• _TASK TO CARRY OUT_
Each line from the one containing "Each instance of the silhouetted" through the final line of the data below must be repeated exactly.

'''

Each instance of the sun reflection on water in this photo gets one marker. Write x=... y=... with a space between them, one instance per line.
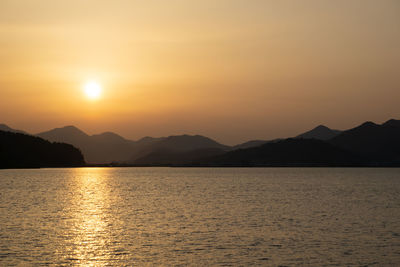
x=90 y=218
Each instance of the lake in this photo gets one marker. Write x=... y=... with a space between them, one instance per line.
x=200 y=216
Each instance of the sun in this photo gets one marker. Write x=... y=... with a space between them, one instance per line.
x=92 y=90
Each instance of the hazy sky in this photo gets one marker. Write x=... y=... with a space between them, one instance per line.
x=230 y=70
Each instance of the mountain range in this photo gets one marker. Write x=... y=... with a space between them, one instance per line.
x=368 y=144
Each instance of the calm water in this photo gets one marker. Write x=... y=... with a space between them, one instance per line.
x=206 y=216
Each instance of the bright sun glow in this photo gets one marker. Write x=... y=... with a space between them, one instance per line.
x=93 y=90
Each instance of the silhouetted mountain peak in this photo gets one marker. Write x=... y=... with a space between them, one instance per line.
x=368 y=124
x=321 y=132
x=109 y=136
x=64 y=134
x=4 y=127
x=392 y=122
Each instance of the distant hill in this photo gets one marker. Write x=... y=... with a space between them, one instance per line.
x=177 y=149
x=369 y=144
x=288 y=152
x=320 y=132
x=110 y=147
x=5 y=128
x=379 y=143
x=101 y=148
x=177 y=158
x=253 y=143
x=25 y=151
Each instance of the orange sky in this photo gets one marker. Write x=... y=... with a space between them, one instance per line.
x=230 y=70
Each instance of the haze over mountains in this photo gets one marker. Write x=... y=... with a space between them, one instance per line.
x=369 y=144
x=18 y=150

'''

• _FINISHED TASK_
Each instance of the silhouetted mountain peak in this photo gets one marker. Write x=... y=... with a space between them, one instance per line.
x=368 y=124
x=321 y=132
x=109 y=136
x=64 y=134
x=4 y=127
x=392 y=122
Each instance of the distant hill in this photo gets one marker. Write x=... y=... with a space between them, one instance per line.
x=177 y=149
x=369 y=144
x=288 y=152
x=320 y=132
x=110 y=147
x=5 y=128
x=379 y=143
x=101 y=148
x=177 y=158
x=253 y=143
x=25 y=151
Each instance of the orange sky in this photo gets one marker. Write x=... y=... with a space between them, one instance per line.
x=230 y=70
Each instance of the haze over mountains in this photo gets one marker. Write x=... y=... with a space between them, one instance per line.
x=369 y=144
x=18 y=150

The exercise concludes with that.